What you have to do:
The entries are to be given back verbatim; no picture is to be copied.

[Items listed in a dataset]
•••

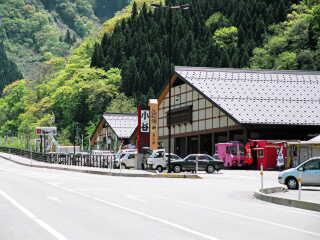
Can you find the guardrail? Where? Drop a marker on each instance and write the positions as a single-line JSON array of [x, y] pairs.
[[88, 160]]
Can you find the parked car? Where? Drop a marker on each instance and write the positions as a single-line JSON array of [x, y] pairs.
[[205, 163], [309, 171], [159, 158], [129, 160]]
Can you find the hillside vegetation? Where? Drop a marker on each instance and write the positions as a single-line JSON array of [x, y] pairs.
[[294, 43], [35, 30], [215, 33], [130, 58], [8, 69]]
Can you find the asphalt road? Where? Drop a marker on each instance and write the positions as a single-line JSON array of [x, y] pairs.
[[49, 204]]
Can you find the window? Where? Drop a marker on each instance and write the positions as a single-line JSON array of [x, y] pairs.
[[191, 158], [260, 153], [158, 155], [312, 165], [172, 156], [232, 150]]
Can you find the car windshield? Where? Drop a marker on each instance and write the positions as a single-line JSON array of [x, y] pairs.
[[190, 158], [312, 165]]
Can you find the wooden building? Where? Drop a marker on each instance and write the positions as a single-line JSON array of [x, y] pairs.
[[115, 129], [210, 106]]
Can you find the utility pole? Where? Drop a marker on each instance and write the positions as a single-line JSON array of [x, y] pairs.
[[183, 7]]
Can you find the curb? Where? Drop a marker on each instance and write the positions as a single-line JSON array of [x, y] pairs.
[[145, 175], [262, 194]]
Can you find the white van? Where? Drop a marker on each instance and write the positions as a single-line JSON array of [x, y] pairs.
[[129, 160], [159, 159]]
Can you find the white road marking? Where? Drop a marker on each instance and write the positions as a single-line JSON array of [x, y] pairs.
[[33, 217], [249, 218], [54, 199], [136, 198], [136, 212]]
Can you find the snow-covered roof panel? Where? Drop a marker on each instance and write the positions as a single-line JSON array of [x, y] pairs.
[[260, 96], [123, 124]]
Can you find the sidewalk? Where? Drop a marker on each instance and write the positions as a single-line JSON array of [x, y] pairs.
[[310, 197], [309, 194], [92, 170]]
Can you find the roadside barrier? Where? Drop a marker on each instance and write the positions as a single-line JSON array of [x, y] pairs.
[[78, 159]]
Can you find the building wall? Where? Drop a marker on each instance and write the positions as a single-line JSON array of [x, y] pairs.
[[205, 115], [106, 138], [209, 124]]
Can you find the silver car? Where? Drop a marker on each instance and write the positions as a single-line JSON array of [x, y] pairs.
[[308, 171]]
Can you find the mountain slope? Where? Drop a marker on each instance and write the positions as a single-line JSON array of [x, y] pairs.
[[211, 33], [35, 30], [8, 70]]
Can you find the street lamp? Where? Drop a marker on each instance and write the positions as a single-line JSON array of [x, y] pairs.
[[183, 7]]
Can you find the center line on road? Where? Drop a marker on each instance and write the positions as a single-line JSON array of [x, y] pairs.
[[249, 218], [145, 215], [136, 198], [33, 217], [54, 199]]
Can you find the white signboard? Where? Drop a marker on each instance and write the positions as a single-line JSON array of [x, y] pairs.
[[145, 125], [46, 130]]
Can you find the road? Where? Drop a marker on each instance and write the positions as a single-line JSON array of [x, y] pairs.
[[50, 204]]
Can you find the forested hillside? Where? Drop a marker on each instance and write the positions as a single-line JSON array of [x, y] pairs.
[[211, 33], [35, 30], [136, 52], [8, 69], [293, 44]]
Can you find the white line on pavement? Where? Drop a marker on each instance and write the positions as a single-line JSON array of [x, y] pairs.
[[136, 212], [54, 199], [136, 198], [249, 218], [44, 225]]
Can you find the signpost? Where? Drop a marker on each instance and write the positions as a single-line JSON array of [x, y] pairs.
[[43, 132]]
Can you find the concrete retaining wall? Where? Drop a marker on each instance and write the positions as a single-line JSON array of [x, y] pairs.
[[262, 194]]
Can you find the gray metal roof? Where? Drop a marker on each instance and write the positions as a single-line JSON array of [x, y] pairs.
[[260, 96], [123, 124]]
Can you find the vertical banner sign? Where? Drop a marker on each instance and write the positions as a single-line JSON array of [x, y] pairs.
[[139, 129], [145, 128], [153, 105]]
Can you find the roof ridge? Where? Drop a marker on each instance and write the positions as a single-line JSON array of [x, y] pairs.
[[211, 69]]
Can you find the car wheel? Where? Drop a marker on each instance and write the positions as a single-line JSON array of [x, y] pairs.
[[177, 169], [292, 183], [159, 168], [210, 169]]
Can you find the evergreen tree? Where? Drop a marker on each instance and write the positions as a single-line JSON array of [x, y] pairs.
[[8, 70], [149, 43]]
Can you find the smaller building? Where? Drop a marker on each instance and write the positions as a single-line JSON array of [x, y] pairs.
[[115, 130], [300, 151]]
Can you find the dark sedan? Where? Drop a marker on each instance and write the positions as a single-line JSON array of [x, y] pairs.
[[200, 162]]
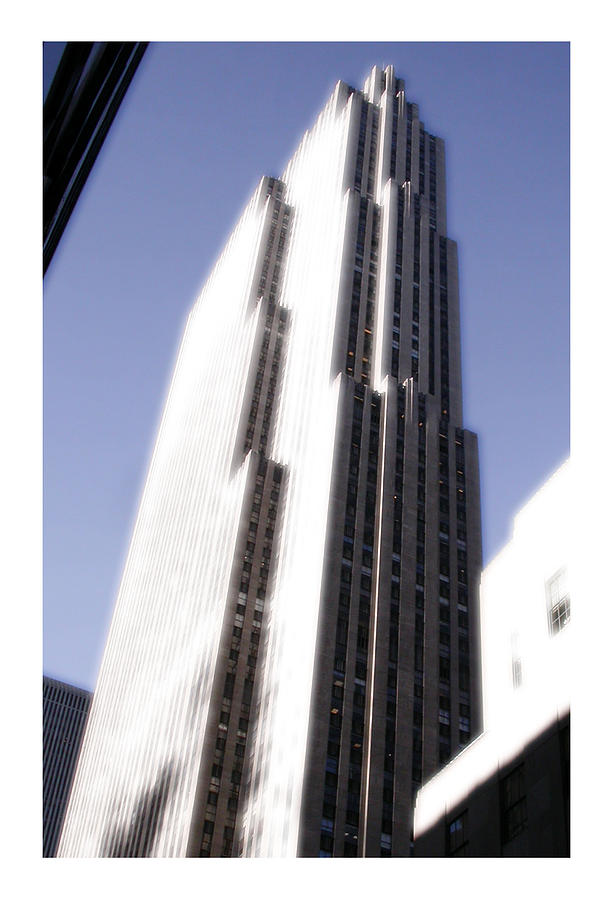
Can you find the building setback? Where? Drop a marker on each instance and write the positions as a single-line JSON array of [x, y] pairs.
[[295, 642], [65, 711]]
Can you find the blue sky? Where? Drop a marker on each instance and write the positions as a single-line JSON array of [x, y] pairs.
[[199, 126]]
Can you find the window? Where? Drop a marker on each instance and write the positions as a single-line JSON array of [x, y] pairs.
[[457, 836], [558, 602], [513, 804]]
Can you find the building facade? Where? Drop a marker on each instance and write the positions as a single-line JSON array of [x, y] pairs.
[[65, 709], [508, 792], [295, 644]]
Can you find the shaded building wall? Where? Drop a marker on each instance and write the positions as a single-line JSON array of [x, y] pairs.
[[522, 809], [65, 710]]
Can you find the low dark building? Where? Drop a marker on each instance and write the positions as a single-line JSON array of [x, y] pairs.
[[65, 710], [89, 84], [522, 809]]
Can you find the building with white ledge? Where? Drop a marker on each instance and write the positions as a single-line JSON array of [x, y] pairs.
[[507, 793]]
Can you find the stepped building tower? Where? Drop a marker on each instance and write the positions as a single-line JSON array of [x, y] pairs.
[[295, 643]]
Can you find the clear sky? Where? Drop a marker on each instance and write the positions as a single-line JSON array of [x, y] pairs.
[[198, 127]]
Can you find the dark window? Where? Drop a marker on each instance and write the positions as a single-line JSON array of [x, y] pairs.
[[457, 836]]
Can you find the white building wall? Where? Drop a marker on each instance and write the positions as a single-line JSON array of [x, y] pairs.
[[151, 700]]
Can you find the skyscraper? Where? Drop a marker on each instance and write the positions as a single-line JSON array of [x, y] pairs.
[[65, 709], [295, 641]]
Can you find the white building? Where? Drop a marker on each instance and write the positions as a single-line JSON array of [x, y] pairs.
[[300, 586]]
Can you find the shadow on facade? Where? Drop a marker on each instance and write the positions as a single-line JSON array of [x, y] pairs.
[[138, 839]]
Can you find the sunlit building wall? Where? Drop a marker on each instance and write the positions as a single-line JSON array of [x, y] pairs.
[[298, 603], [507, 793]]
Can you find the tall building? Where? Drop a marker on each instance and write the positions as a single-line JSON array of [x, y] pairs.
[[295, 642], [508, 792], [65, 709]]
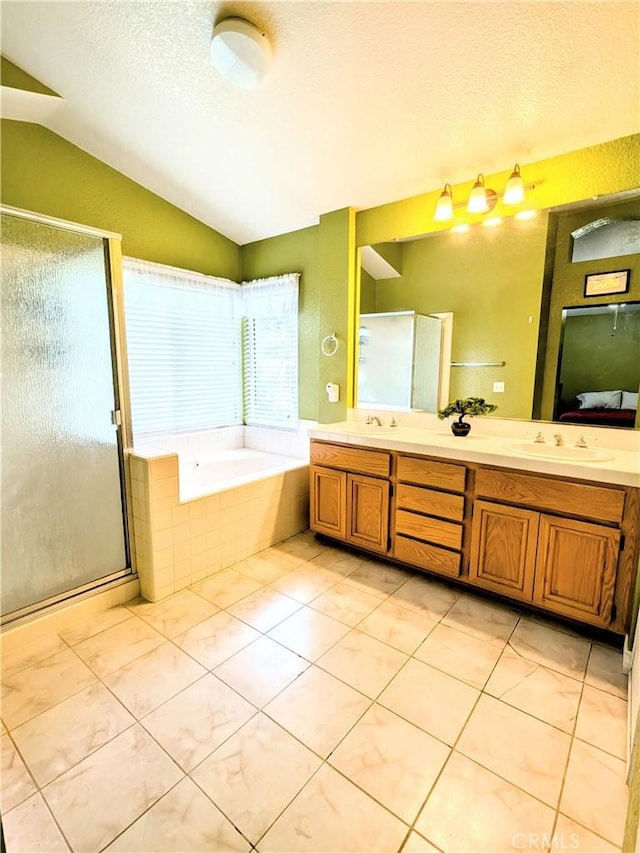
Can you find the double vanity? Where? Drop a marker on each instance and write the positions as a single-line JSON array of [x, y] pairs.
[[555, 527]]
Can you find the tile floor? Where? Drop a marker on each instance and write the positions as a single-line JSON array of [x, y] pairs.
[[312, 700]]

•••

Result of this task:
Can you find the guardrail? Where? Drop a marker on each instance and write the positions as a single-line JSON array of [x, y] pairs.
[[88, 160]]
Can you find the parked car? Where? Drop a marker on each instance and write the positions as a single-line JSON array of [x, y] pairs.
[[205, 163], [309, 171], [159, 158], [129, 160]]
Can you find the hillside vegetation? Where? Drop a marker on each instance and write the positions as a single-line JSON array of [x, y] pairs.
[[294, 43], [35, 30], [215, 33], [130, 58], [8, 69]]
Can you find the asphalt road? Where? Drop a marker on each instance and write the positions as a single-line JSON array of [x, y] pairs.
[[49, 204]]
Can you find the window? Where? Drop a marker on each instance and write the positions as a single-line JSON array of [x, y] pairs.
[[191, 158], [260, 153], [158, 155], [312, 165], [172, 156], [232, 150]]
Can you find the car windshield? Where? Drop a marker on each instance and write the positions as a single-line JSON array of [x, y] pairs.
[[190, 158], [312, 165]]
Can you find the wooden building? Where? Drop a marker on each instance and write the positions as a single-line JSON array of [x, y] pairs.
[[115, 129], [210, 106]]
Can you find the utility pole? Where? Drop a marker on each instance and write the positions as a single-line JSON array of [x, y] pairs.
[[183, 7]]
Can you find the curb? Where? Drop a marker on each instance and write the positions as a single-line JSON array of [x, y] pairs.
[[145, 175], [262, 194]]
Can you find the white van? Where? Drop a marker on each instance and write the positions as a single-line JSON array of [x, y] pairs.
[[129, 160], [159, 159]]
Can you find the white road marking? Where? Drop a marker on each instance and write the positions as a single-line JSON array of [x, y] pairs.
[[33, 217], [249, 218], [54, 199], [136, 198], [136, 212]]
Can you find the snow-covered roof panel? Where? Drop a marker on each instance and write the positions as a single-line JSON array of [x, y] pairs.
[[260, 96], [123, 124]]
Can you find the sidewalk? Where? Drop a marker on each instance and write the positions as a single-line JSON array of [x, y] pairs.
[[310, 197], [309, 194], [92, 170]]
Can you find the roadside barrier? Where? Drop a marker on each instance and write the positions as a single-line JSON array of [x, y] pairs.
[[78, 159]]
Can you find the building wall? Where? Drop a marker on each instance and write the positions as a single-line JSON array of [x, y] pairs.
[[205, 115], [106, 138], [209, 124]]
Can you find the silver car? Where? Drop a marker on each instance and write the positions as a single-line JSON array of [x, y] pairs.
[[308, 171]]
Can you find the mountain slope? Where? Drop a marker on each instance and write the positions as a single-line JSON array of [x, y] pairs.
[[211, 33], [35, 30], [8, 70]]
Can you find the street lamp? Where? Drop a marker on each instance and write the positions as a single-line JSON array of [x, y] pairs.
[[183, 7]]
Can you find the center line on road? Where? Drop a marker on each instance and write the positions as a single-line JSON array of [x, y] pairs.
[[249, 218], [145, 215], [136, 198], [33, 217], [54, 199]]
Can you find the white signboard? Where? Drop a marker on each instance and write the positions as a single-line JSON array of [x, y] pairs.
[[145, 125], [46, 130]]
Can you find the road? Where? Drop a marker on each instance and write the positions as a single-line JSON array of [x, y] pairs.
[[50, 204]]
Can you find the forested hillside? Where? Drop a marker on each instance and write the positions as a single-line JSON array of [x, y] pairs.
[[211, 33], [35, 30], [136, 52], [8, 69], [293, 44]]
Can you find the white line on pavement? Where? Drop a marker on each instance and write the positions as a single-line JSON array of [x, y] pairs.
[[136, 212], [54, 199], [136, 198], [249, 218], [44, 225]]
Can you find the signpost? Where? Drop a marker on each instance and write the positions as a single-line JSON array of [x, y] pairs.
[[43, 132]]
Can you find the concrete retaining wall? Where? Drop a marker on each instance and write the positions as a single-line JSON array of [x, y] pairs.
[[262, 194]]
Can you find the gray metal roof? Where? Drop a marker on each instance and write the positions as a single-line JSON array of [x, y] pairs.
[[260, 96], [123, 124]]
Can you find the vertical banner sign? Where? Drop a marker on each instance and write the positions as a single-line JSON array of [x, y] pairs.
[[139, 129], [145, 128], [153, 105]]
Can you find the roof ridge? Where? Drop a marker on each instance and write the positions as a single-line JSON array of [x, y] pairs.
[[211, 69]]
Can you find the car wheel? Where? Drop a marker on each instance and write the positions as a single-line JSON array of [x, y] pairs.
[[177, 169], [292, 183], [159, 168], [210, 169]]
Can you find the evergreen tree? Where? Drop a marker on each instance and write the positions as a single-line JSON array of [x, y] pairs.
[[8, 70], [149, 43]]
Can you find the smaller building? Where? Drop a marker on each instance and write the positions as a single-line JSON array of [x, y] pairs.
[[115, 130], [300, 151]]
Can you find the dark sedan? Where? Drop a marker on each instance and write the positions as a single-line JSON array of [x, y] pairs.
[[200, 162]]
Can you find the building setback? Where? Drop a marker on each instance and write the positions as a single-line JSON array of [x, y] pairs.
[[295, 642], [65, 711]]
Can you find the blue sky? Where? Drop a marker on each instance and write the positions as a single-line JSON array of [x, y] pairs.
[[199, 126]]
Can you find the window? Where? Drop a marker on each instance and write the positions as a single-line JSON array of [x, y] pairs.
[[457, 836], [558, 602], [513, 804]]
Can you find the building facade? Where? Drop a marker on each instance and write the positions as a single-line JSON array of [x, y] pairs.
[[65, 709], [508, 792], [295, 644]]
Can you find the shaded building wall? Where? Drop a marker on each instance and write the positions as a single-line JSON array of [x, y] pairs.
[[522, 809], [65, 710]]
Can you find the low dark building? Where? Drop a marker on each instance and write the positions as a single-line JSON array of [x, y] pairs.
[[65, 710], [89, 84], [522, 809]]
Can you find the building with white ledge? Where? Drop a marker on each instance and write the positions as a single-line JSON array of [x, y] pairs.
[[507, 793]]
Can you find the stepped building tower? Where? Drop a marker on each instance and write the positions as a single-line JSON array of [x, y] pairs.
[[295, 643]]
Can you find the clear sky? Where? Drop a marker on each instance and write the positions as a single-line JSON array of [x, y] pairs.
[[198, 127]]
Can you find the dark window? Where? Drop a marker on each instance and write the positions as a single-line JSON array of [x, y] pairs.
[[457, 836]]
Can you find the white building wall? Where? Drop a marker on each instance and write the positions as a single-line JSON array of [x, y] pairs.
[[151, 700]]
Can you find the skyscraper? Where? Drop a marker on each instance and write the positions as a single-line JSON array of [x, y] pairs.
[[65, 709], [295, 641]]
Can you find the white building? Where? Drop a marker on each instance and write the positions as a single-line JSON array of [x, y] pairs.
[[300, 586]]
Can you find the shadow on facade? Where? Drop a marker on each instance and write the positions as a single-line JSON array of [x, y] pairs.
[[138, 839]]
Can you find the sunlit building wall? Where? Drop a marker on each instance and write the positions as a single-line JSON array of [x, y] pairs.
[[298, 603], [507, 793]]
Can you find the tall building? Where? Drop a marker on each instance and write the positions as a single-line JSON array of [x, y] pairs.
[[295, 642], [508, 792], [65, 709]]
Can you find the double vanity? Where? Drop a marker on each instance and write the positions as a single-line JSON array of [x, y] pairs.
[[555, 527]]
Can you find the tile floor? Where? Drop a marker on each instance and write the positions as a single-line JSON array of [x, y] pairs.
[[312, 700]]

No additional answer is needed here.